Getting arrested can be a terrifying and traumatic experience. It can be hard to think straight because of how strong your stress response to an arrest will likely be.
Still, if you learn about the right steps to take ahead of time, you will find yourself better prepared should you ever get into any trouble with the law.
Remember your right to remain silent
There is a reason that your right to remain silent is the first thing that police tell you about when they read you the Miranda Warning. A combination of nerves and wanting to seem cooperative can make you feel like you should talk to the officers arresting you, but staying as quiet as possible makes it harder for them to gather evidence from you or build a case against based on what you tell them.
Ask for an attorney as soon as possible
The second crucial right included in the Miranda Warning is your right to an attorney. An attorney doesn’t just help you during trial. They can help you during your initial arraignment and immediately following your arrest. Your lawyer can be present during any questioning to help you avoid falling victim to manipulative police tactics.
++++++++
* _Set tasks_:
**1.** Summarize the text on arrest in two sentences.
**2.** Answer these questions from the text on arrest:
(a) What two things can make a person feel they should talk to the arresting officers?
(b) Which right does the text call the second crucial right in the Miranda Warning?
(c) Besides trial, at what two points can an attorney help?
The material that comes next is separate from the text on arrest.

* _Some records_:
++++++++
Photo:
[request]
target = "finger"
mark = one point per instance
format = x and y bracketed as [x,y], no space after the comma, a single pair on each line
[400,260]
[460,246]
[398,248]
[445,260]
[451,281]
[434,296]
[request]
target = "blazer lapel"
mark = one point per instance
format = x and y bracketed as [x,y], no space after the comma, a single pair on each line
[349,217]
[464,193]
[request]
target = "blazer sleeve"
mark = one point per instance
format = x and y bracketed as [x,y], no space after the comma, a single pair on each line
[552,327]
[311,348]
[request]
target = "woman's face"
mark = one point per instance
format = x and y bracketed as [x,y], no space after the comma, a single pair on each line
++++++++
* _Expected answers_:
**1.** Being arrested can be terrifying and stressful, but learning the right steps ahead of time leaves a person better prepared. The text advises remembering the right to remain silent, which makes it harder for police to gather evidence, and asking for an attorney as soon as possible, since a lawyer can help from the arrest onward and be present during any questioning.

**2.**
(a) A combination of nerves and wanting to seem cooperative.
(b) The right to an attorney.
(c) During the initial arraignment and immediately following the arrest.